#### INSTRUCCIONES
1. En el fragmento sobre la corrupción en la política argentina, más abajo, se afirma que ningún caso de corrupción le da un golpe definitivo a un sector político. Explica en una a tres oraciones por qué, según lo que dice ese fragmento.
2. Sigue escribiendo el fragmento sobre la corrupción en la política argentina a partir de su última oración.

#### FRAGMENTO DEL TEXTO
---

Al mismo tiempo que la cúpula macrista se agita por mostrar decencia manda a sus diputados a votar un blanqueo de capitales. Los defensores de la transparencia mandan al Congreso leyes reñidas con la ética y acumulan cuentas en el exterior que, con fondos de procedencia incierta, los hicieron protagonistas de los Panamá Papers. En la desquiciada política Argentina y ante una sociedad de memoria frágil y selectiva todo puedo suceder.

No hay memoria de que algún caso de corrupción le aseste un revés definitivo a un sector de la política. La condena social dura mientras el bolsillo no aprieta. Fe de esto puede dar Carlos Menem que en 2003 ganó la primera vuelta electoral y hoy sigue ocupando una banca en el Senado de la Nación.  El kirchnerismo deberá mensurar cual es el daño real cuando pase el temblor.

La corrupción es una preocupación que la Argentina se permite de vez en cuando. Siempre sobreactuada. Porque los Panamá Papers, más allá de los nombres propios, vinieron a dejar en claro que la corrupción en un mal endémico del mundo. Que está lejos de ser un invento argentino.

---

#### DATOS REUNIDOS

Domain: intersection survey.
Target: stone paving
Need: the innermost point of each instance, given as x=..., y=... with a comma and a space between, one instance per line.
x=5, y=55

---

#### RESULTADOS FINALES
1. Según el fragmento, la condena social solo dura mientras el bolsillo no aprieta. Como prueba, menciona a Carlos Menem, que en 2003 ganó la primera vuelta electoral y hoy sigue ocupando una banca en el Senado de la Nación.

2.
También sirvieron para dejar en claro que, por lo menos en Argentina, los corruptos no son todos iguales ni merecen la misma condena social.  Si sos rubio, de ojos claros, abogas por los intereses de las grandes corporaciones y sos benefactor de los medios hegemónicos tu condena será leve. Ahora, si sos peronista la condena será lapidaria.

La sociedad argentina tiene memoria frágil y tantas varas como hechos haya que medir. Por eso aquí no hay nada definitivo. Esa sensación de derrumbe que hoy acorrala al kirchnerismo podrá desaparecer en un tiempo. Esa sensación de victoria que hoy parece abrazar al PRO puede esfumarse  en algunas semanas. Por eso certificar la defunción del kirchnerismo hoy sería apresurado, tanto como asegurar que los daños no son tantos. Como siempre la respuesta la tendrá el tiempo.